Text provided
This library intents to address Graph Deep Learning techniques and models applied specifically to Music Scores.

It contains a core set of graph-based music representations, based on Pytorch Geometric Data and HeteroData classes.
It includes functionalities for these graphs such as Sampling and several Graph Convolutional Networks.

The main core of the library includes sampling strategies for Music Score Graphs, Dataloaders, Graph Creation classes, and Graph Convolutional Networks.
The graph creation is implemented partly in C and works in unison with the Partitura library for parsing symbolic music.


It implements a variety of graph neural networks for music, including MusGConv, NoteGNN, MeasureGNn, BeatGNN, MetricalGNN, and HybridGNN.

Read the GraphMuse paper [here](https://arxiv.org/abs/2407.12671).

### Why GraphMuse?

GraphMuse is a library for symbolic music graph processing. It provides a set of tools for creating, manipulating, and learning from symbolic music graphs. It is built on top of PyTorch Geometric and provides a set of graph convolutional networks tailored to music data. GraphMuse is designed to be easy to use and flexible, allowing users to experiment with different graph representations and models for their music data.

Set problem A
Copy the GraphMuse text word for word, from "It contains a" to "several Graph Convolutional Networks.".
Set problem B
Write the next part of the GraphMuse text, starting after its final sentence.
The material that comes next stands apart from the GraphMuse text.

Given material
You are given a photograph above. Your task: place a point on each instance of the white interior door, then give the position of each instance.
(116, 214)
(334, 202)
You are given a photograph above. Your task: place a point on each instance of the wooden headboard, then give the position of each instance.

Expected output A
It contains a core set of graph-based music representations, based on Pytorch Geometric Data and HeteroData classes.
It includes functionalities for these graphs such as Sampling and several Graph Convolutional Networks.

Expected output B
GraphMuse aims to provide a set of tools for symbolic music graph processing that are easy to use and flexible. 


## Installation

GraphMuse is built on top of PyTorch and Pytorch Geometric. Therefore you need to install Pytorch and Pytorch Geometric first.
We recommend to use conda or any other virtual environment to install and experiment with _GraphMuse_. _GraphMuse_ is compatible with python 3.8 or later.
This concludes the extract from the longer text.